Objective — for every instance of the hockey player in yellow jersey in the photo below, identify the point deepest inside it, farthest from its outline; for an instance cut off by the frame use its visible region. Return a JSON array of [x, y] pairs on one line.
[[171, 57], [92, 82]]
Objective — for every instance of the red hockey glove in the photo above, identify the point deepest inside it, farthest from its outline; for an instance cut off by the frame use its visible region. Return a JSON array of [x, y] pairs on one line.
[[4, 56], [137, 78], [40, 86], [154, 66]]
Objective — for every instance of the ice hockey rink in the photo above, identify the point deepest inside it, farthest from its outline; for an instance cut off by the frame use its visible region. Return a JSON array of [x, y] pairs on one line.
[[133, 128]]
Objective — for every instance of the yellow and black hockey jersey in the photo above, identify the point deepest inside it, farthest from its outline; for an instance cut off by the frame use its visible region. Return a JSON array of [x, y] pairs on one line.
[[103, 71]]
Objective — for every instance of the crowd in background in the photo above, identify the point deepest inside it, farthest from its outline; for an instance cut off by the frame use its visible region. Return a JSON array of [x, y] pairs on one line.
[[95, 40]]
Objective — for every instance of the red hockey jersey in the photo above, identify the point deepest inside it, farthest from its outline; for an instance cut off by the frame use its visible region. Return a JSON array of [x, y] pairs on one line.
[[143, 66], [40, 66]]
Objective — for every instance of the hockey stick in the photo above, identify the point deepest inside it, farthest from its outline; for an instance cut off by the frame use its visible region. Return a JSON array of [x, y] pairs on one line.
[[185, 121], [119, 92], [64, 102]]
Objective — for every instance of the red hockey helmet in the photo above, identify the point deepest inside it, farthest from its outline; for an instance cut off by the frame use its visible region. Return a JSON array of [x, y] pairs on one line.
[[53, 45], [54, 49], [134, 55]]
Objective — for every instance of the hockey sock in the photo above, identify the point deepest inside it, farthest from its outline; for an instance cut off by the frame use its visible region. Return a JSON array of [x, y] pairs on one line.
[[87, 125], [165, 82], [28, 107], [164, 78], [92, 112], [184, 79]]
--------------------------------------------------
Retype all of the material above without altering a single character, keeping every line in its original order.

* **COMPLETED TASK**
Objective — for every instance of the hockey player in yellow jersey in the photo below, identify the point deepest inside it, farthest from its outline; for an instance cut off by the frame use its visible region. Return a JSON array of [x, y] pairs on one line.
[[171, 57], [92, 82]]
Objective — for every instance of the red hockey glove in the photo above, identify the point deepest inside it, farthest from its outline; for an instance cut off by the frame use its visible region. Return a JSON array of [x, y] pairs on one line.
[[4, 56], [137, 78], [40, 86], [154, 66]]
Objective — for every instance of the ice hockey rink in the photo above, identify the point deepest inside it, farthest from its outline; for an instance cut off by the frame use its visible region. Return a JSON array of [x, y] pairs on one line.
[[133, 128]]
Objective — for every instance of the yellow and black hockey jersey in the photo above, identify the point deepest inside it, farthest from its outline; for an instance cut off by the frame use its visible region. Return a JSON array of [x, y] pairs on one line.
[[103, 71]]
Objective — for every instance of the crowd in background in the photo above, identify the point deepest inside it, farthest from its outline; for an instance cut off by the frame use its visible region. Return a JSON array of [x, y] pairs on one line.
[[95, 40]]
Objective — for every instance of the red hockey jersey in the photo above, identify the point deepest inside it, farthest from its outline; for an instance cut off by the frame use its visible region. Return a JSON array of [x, y] pairs on one line.
[[143, 66], [40, 66]]
Objective — for every instance of the hockey stick in the photo above, identify the point deepest inside it, farthest from its outline; for an instance cut off by the frame use its visible region. Return a JSON array of [x, y] pairs on one line.
[[185, 121], [119, 92], [64, 102]]
Objective — for every instance of the red hockey helmet in the photo above, identify the point deepest inside it, farthest from its outline; for an instance cut off by the frame use its visible region. Return a JSON array of [x, y] pairs on one line.
[[53, 45], [54, 49], [134, 55]]
Objective — for every instance of the hockey sock in the photo above, identify the point deepest inside it, farthest from its outline; for an instance cut off by the frame use its visible region. Return a JSON array of [x, y] pairs on one line.
[[87, 125], [165, 82], [28, 107], [164, 78], [92, 112], [184, 79]]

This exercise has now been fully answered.